- [SOURCE TEXT]
The coronavirus pandemic has had a huge impact on the property sector as companies decide they no longer need as much office space, staff call for permanent homeworking and lending rates fall. So what are the immediate ramifications for the corporate and residential real estate markets?
At the height of the lockdown in May, an unnamed Russian billionaire paid £15.45m to buy a five-bedroom townhouse overlooking London’s St James’s Park, complete with – as you might expect for that money – rooftop terrace, champagne store and private rear garden.
It was the biggest single residential transaction to take place during the lockdown. And it showed that the impact of the pandemic on the real estate sector might not be quite as straightforward as many think.
In real estate, when there’s a crisis, one person’s distressed asset often turns out to be another person’s buying opportunity – as investors and asset managers in the property sector may well be finding out in the coming months.
And while some sectors of the property market have undoubtedly been hit hard by coronavirus – think retail and hospitality – others, including much of the residential market, may come out looking relatively unscathed.
The coming months will be a time of opportunity for some in the commercial property investment sector. Sales of distressed assets will mean keen pricing for those who have cash, so long as they can find tenants who can pay in future or find a different use for the building.

- [MATERIAL SHOWN]
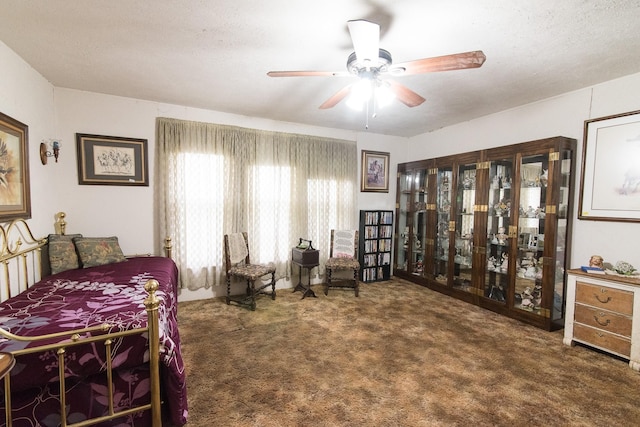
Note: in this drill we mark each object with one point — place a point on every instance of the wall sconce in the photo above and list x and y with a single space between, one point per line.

---

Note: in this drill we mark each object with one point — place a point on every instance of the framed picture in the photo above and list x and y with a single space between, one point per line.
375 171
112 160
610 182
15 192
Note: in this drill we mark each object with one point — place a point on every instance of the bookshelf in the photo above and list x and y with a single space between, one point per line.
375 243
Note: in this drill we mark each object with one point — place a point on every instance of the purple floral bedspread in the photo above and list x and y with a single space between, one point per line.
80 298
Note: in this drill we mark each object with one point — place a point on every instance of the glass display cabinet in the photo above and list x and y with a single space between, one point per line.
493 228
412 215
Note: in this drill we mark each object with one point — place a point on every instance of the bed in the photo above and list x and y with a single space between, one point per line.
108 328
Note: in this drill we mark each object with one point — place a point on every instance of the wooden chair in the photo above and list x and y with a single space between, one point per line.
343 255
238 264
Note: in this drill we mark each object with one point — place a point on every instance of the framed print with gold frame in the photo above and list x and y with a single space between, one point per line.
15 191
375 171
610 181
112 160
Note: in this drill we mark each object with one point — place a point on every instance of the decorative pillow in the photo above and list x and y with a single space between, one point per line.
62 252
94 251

- [EXERCISE TASKS]
#1 Summarize the article on the pandemic and property in two sentences.
#2 For each statement below, say yes or no as to whether it agrees with the article on the pandemic and property, and quote the words of the article that decide it.
(a) The townhouse overlooking St James's Park sold for £15.45m.
(b) The townhouse sale was the biggest single residential transaction during the lockdown.
(c) Retail came through the pandemic relatively unscathed.
#3 Return the part of the article on the pandemic and property that begins at the words "At the height" and stops after the words "as many think.", copied without changes.

- [OUTPUTS IN ORDER]
#1 The coronavirus pandemic has had a huge impact on the property sector as companies need less office space, staff call for permanent homeworking and lending rates fall, yet a £15.45m townhouse sale in London during lockdown showed the impact may not be straightforward. Retail and hospitality have been hit hard while much of the residential market may come out relatively unscathed, and sales of distressed assets will offer keen pricing to commercial property investors who have cash.

#2
(a) Yes: "paid £15.45m to buy a five-bedroom townhouse overlooking London’s St James’s Park"
(b) Yes: "It was the biggest single residential transaction to take place during the lockdown."
(c) No: "some sectors of the property market have undoubtedly been hit hard by coronavirus – think retail and hospitality"

#3
At the height of the lockdown in May, an unnamed Russian billionaire paid £15.45m to buy a five-bedroom townhouse overlooking London’s St James’s Park, complete with – as you might expect for that money – rooftop terrace, champagne store and private rear garden.
It was the biggest single residential transaction to take place during the lockdown. And it showed that the impact of the pandemic on the real estate sector might not be quite as straightforward as many think.